- EXCERPTED TEXT
Geneshift: Impact of different scenario shift on Jailbreaking LLM
Tianyi Wu, Zhiwei Xue, Yue Liu, Jiaheng Zhang, Bryan Hooi, See-Kiong Ng
TL;DR
GeneShift addresses the vulnerability of LLMs to jailbreak attacks by exploiting scenario shifts through a genetic algorithm. It constructs a transformation gene database and evolves prompt candidates via population-based search, fitness evaluation by a judge LLM, crossover, and mutation, terminating on iteration or performance thresholds. Empirical results on GPT-4o mini show substantial gains in GPT-based harm detection (ASR-GPT ≈ 60%) and dictionary-based metrics (ASR-DICT ≈ 56%), outperforming both white-box and existing black-box baselines. The work highlights the rising sophistication of automated jailbreaking and underscores the need for stronger safety defenses in future LLM deployments.

(Point-per-instance localization data)
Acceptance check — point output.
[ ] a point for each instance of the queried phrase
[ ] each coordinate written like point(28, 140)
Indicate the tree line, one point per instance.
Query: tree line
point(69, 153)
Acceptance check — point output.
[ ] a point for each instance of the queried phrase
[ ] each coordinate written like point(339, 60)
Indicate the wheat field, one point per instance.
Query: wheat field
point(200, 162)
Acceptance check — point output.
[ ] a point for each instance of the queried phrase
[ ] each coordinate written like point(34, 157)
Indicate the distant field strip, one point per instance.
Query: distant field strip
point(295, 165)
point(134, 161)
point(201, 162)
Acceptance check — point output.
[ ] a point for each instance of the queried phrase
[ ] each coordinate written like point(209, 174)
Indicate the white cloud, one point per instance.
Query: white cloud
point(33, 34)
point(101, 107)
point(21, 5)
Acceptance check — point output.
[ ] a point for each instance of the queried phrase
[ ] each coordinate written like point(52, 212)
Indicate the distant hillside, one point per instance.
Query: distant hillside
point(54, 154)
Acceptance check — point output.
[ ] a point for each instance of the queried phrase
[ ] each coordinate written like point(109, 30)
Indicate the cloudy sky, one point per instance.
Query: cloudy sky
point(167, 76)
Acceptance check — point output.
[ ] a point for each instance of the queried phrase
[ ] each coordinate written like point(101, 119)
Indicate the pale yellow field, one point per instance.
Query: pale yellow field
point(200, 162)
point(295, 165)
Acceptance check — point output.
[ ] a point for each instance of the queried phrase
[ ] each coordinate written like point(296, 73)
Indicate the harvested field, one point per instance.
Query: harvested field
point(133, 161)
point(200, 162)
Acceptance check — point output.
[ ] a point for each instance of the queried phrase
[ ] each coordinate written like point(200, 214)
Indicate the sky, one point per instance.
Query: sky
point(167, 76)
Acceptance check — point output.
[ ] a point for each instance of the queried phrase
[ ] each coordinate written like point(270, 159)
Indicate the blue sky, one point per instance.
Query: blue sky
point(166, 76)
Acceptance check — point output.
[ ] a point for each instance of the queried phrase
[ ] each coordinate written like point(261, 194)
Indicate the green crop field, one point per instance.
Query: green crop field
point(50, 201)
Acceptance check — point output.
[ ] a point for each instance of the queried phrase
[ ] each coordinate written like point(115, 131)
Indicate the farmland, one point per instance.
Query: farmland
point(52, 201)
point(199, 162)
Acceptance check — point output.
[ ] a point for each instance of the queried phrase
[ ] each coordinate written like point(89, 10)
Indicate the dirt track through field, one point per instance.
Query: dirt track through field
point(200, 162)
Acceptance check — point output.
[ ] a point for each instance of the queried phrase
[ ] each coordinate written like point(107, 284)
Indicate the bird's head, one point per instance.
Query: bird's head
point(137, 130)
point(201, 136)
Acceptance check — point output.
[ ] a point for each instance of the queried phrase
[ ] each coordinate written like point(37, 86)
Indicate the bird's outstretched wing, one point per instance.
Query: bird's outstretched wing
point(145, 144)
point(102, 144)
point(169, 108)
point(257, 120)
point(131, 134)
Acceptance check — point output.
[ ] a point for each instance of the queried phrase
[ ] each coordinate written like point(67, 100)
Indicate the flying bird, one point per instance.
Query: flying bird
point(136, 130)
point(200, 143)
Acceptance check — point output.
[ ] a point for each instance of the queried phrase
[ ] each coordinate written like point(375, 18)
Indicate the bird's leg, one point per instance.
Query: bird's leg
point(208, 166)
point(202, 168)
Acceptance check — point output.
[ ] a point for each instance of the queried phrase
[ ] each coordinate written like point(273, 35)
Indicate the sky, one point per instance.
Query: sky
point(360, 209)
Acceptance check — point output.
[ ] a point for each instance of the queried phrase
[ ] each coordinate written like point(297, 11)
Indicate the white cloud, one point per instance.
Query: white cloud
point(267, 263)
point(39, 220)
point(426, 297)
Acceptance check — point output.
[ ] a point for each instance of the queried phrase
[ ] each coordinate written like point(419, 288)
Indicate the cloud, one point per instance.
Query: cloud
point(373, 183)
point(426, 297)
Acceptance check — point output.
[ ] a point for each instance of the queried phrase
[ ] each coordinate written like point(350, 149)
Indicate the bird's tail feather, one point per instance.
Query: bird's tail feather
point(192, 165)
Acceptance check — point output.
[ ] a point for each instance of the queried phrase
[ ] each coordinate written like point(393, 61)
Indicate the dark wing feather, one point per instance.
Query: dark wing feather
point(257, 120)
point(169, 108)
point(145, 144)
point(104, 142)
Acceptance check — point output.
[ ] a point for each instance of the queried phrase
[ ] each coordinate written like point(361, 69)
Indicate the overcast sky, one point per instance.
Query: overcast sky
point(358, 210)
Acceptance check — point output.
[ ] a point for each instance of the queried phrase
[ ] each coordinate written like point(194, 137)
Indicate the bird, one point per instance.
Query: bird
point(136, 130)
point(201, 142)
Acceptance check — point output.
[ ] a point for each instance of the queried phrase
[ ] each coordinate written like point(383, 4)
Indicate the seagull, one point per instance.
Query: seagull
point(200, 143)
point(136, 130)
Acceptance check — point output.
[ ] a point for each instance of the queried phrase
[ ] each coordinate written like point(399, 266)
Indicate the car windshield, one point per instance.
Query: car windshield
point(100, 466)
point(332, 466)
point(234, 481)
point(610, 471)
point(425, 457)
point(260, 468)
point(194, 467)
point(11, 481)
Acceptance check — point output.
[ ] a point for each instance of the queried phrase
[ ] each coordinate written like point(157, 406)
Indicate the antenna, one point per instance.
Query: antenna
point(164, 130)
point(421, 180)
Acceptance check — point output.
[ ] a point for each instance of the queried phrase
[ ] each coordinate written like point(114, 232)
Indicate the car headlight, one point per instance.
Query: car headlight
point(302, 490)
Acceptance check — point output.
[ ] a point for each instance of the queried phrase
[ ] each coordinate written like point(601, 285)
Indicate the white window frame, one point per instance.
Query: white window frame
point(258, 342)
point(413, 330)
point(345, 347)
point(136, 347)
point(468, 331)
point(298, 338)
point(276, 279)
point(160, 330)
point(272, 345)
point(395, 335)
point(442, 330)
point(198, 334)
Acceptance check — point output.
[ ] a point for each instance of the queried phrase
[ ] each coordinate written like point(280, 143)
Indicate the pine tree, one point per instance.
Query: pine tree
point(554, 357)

- TASKS AND EXERCISES
1/ According to the GeneShift summary, on which model were the empirical results obtained?
2/ Please continue the GeneShift summary past its final sentence.
The data stands apart from the GeneShift summary.

- REPLIES
1/ GPT-4o mini.

2/
Abstract
Jailbreak attacks, which aim to cause LLMs to perform unrestricted behaviors, have become a critical and challenging direction in AI safety. Despite achieving the promising attack success rate using dictionary-based evaluation, existing jailbreak attack methods fail to output detailed contents to satisfy the harmful request, leading to poor performance on GPT-based evaluation. To this end, we propose a black-box jailbreak attack termed GeneShift, by using a genetic algorithm to optimize the scenario shifts. Firstly, we observe that the malicious queries perform optimally under different scenario shifts. Based on it, we develop a genetic algorithm to evolve and select the hybrid of scenario shifts. It guides our method to elicit detailed and actionable harmful responses while keeping the seemingly benign facade, improving stealthiness. Extensive experiments demonstrate the superiority of GeneShift. Notably, GeneShift increases the jailbreak success rate from 0% to 60% when direct prompting alone would fail.